SHORT TASK
Rewrite the data with every "Detect all occurrences of" switched to "Locate every instance of" and all else left unchanged. Leave the pictures out of your answer.

RECORDS SUPPLIED
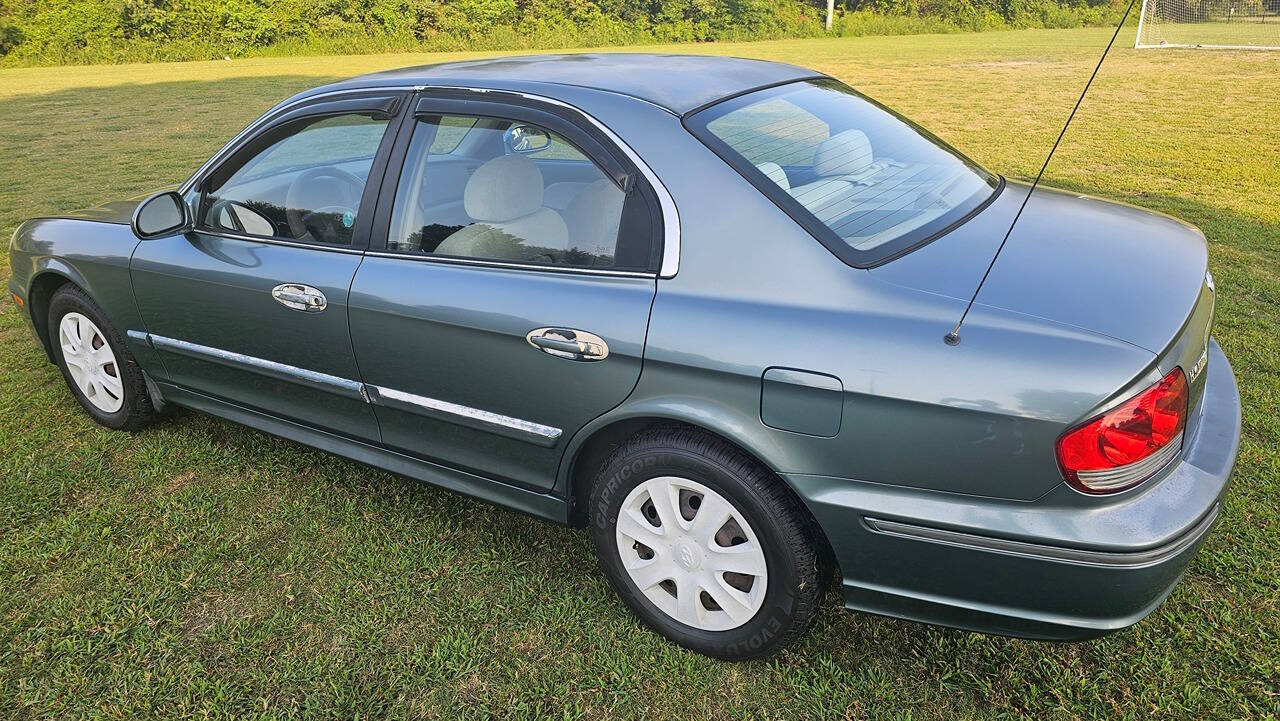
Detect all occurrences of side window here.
[198,114,387,245]
[387,115,632,268]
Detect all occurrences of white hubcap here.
[58,312,124,414]
[616,475,768,631]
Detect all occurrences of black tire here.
[49,283,157,430]
[589,425,831,661]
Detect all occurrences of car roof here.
[303,53,822,115]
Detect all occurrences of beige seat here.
[435,155,568,260]
[564,178,626,257]
[791,128,887,211]
[755,163,791,191]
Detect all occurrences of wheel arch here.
[557,398,835,558]
[27,265,92,362]
[557,406,836,594]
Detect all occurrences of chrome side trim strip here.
[429,85,680,278]
[143,330,369,402]
[365,251,654,279]
[366,385,562,448]
[865,503,1221,566]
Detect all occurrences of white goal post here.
[1133,0,1280,50]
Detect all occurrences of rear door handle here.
[271,283,329,312]
[525,328,609,361]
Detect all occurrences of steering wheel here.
[284,168,365,242]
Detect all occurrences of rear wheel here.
[49,284,156,430]
[590,426,826,661]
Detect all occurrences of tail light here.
[1057,368,1187,493]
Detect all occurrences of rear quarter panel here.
[555,90,1156,501]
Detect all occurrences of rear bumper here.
[787,342,1240,640]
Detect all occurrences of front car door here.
[131,91,407,441]
[351,92,662,488]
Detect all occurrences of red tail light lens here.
[1057,368,1187,493]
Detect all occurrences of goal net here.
[1134,0,1280,50]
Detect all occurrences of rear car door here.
[131,91,408,441]
[351,92,662,488]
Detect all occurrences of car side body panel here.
[9,216,164,377]
[563,94,1155,501]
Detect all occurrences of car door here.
[131,91,407,441]
[351,95,662,488]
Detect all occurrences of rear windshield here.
[686,78,1000,266]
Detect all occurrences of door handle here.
[271,283,329,312]
[525,328,609,361]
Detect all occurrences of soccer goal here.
[1133,0,1280,50]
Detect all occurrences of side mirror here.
[131,191,193,241]
[502,126,552,152]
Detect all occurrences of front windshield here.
[689,78,1000,266]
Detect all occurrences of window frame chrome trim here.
[192,228,365,255]
[365,384,563,448]
[365,251,657,279]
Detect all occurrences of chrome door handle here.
[271,283,329,312]
[525,328,609,361]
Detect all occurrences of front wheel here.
[590,426,827,661]
[49,286,156,430]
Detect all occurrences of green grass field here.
[0,29,1280,720]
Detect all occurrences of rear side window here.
[686,79,1000,265]
[387,115,650,269]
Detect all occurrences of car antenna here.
[942,0,1137,346]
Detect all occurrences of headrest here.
[462,155,543,223]
[756,163,791,191]
[813,128,874,177]
[564,178,627,250]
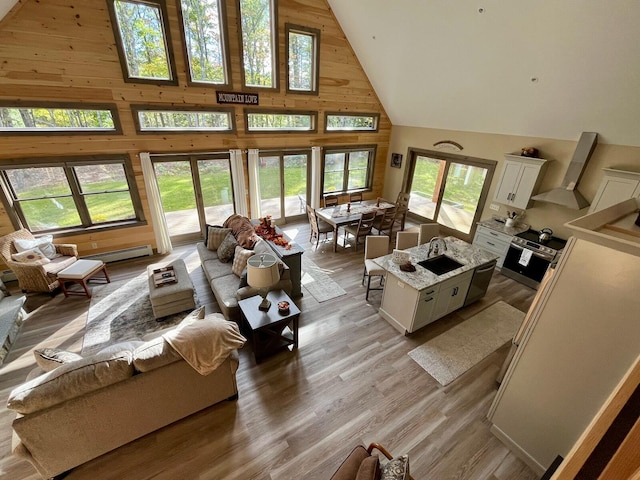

COMPLETED EXERCISE
Locate every instance of side window here.
[198,114,387,245]
[387,115,632,268]
Locate every instance of white hubcap here.
[58,312,124,414]
[616,475,768,631]
Locate every instance of black tire here.
[49,283,157,430]
[589,425,831,661]
Locate every instance of car roof here.
[303,53,822,115]
Locate every instance of beige seat here.
[435,155,568,260]
[564,178,626,257]
[791,128,887,211]
[755,163,791,191]
Locate every instance of wheel arch here.
[557,398,835,558]
[27,265,92,362]
[557,406,836,594]
Locate every instance of chrome side trim strip here.
[429,85,680,278]
[143,330,369,402]
[365,251,654,279]
[366,385,562,448]
[865,503,1221,566]
Locate every instance of white goal post here.
[1133,0,1280,50]
Locate every instance of rear door handle here.
[271,283,329,312]
[525,328,609,361]
Locate every instance of steering wheel here.
[284,168,365,242]
Locate every instance of rear wheel here.
[49,284,156,430]
[590,426,826,661]
Locate every instance of tail light here.
[1057,368,1187,493]
Locate every instance of rear quarter panel here.
[555,90,1156,501]
Locate every instance of rear bumper here.
[787,342,1240,640]
Locate every instance of front car door here.
[131,91,407,441]
[351,92,662,488]
Locate every instance of red tail light lens here.
[1057,368,1187,493]
Locate every instance of goal net here.
[1134,0,1280,50]
Locate every instance of rear car door here.
[131,91,408,441]
[351,92,662,488]
Locate every instance of car side body panel here.
[9,216,164,377]
[563,94,1155,501]
Locate every instance of car door here.
[131,91,407,441]
[351,95,662,488]
Locate every instance of rear windshield here.
[686,78,1000,266]
Locate every instance of door handle here.
[271,283,329,312]
[525,328,609,361]
Locate every instance of soccer goal here.
[1133,0,1280,50]
Locate every instance of side mirror here.
[131,191,193,241]
[502,126,552,152]
Locate every instance of front windshield here.
[689,78,1000,266]
Locate every instance of window frame chrome trim here.
[192,228,365,255]
[365,384,563,448]
[365,251,657,279]
Locate every instance of chrome door handle here.
[271,283,329,312]
[525,328,609,361]
Locate every instance of front wheel here.
[590,426,827,661]
[49,286,156,430]
Locate every instance of green grass field here.
[0,29,1280,720]
Locate every instance of rear side window here.
[686,79,1000,265]
[387,115,650,269]
Locate every instance of car antenna here.
[942,0,1137,346]
Locate every instance of headrest here.
[462,155,543,223]
[756,163,791,191]
[813,128,874,177]
[564,178,627,250]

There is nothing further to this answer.